**The task:** Count the lines in the records below that contain the string "cleat", matching case exactly. Reply with the number only.

**Task input:**
____

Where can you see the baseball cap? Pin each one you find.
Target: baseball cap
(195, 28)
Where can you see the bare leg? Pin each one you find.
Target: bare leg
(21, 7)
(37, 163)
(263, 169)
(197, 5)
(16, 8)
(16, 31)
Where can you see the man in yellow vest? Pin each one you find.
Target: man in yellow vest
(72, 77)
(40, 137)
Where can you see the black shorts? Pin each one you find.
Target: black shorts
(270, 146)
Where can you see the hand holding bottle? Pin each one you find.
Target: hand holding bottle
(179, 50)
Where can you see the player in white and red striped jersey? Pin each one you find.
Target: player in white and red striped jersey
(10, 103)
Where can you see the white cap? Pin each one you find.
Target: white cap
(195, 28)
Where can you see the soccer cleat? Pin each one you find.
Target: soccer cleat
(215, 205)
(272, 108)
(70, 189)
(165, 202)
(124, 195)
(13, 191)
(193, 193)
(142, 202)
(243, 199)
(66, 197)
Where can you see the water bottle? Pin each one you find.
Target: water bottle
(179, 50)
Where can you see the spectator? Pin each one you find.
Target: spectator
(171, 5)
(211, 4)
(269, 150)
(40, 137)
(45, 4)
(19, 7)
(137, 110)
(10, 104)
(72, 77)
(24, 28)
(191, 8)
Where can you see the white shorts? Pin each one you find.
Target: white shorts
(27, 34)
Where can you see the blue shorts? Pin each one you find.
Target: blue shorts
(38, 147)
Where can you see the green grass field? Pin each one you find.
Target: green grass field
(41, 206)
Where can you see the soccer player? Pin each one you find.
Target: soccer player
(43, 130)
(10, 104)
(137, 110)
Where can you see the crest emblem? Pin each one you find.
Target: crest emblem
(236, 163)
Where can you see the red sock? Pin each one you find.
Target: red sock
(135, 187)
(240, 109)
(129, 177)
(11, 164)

____

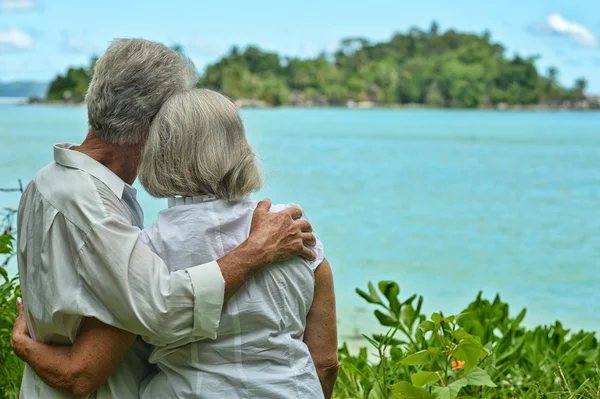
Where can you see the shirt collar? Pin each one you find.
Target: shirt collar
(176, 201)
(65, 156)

____

**Complete output:** 2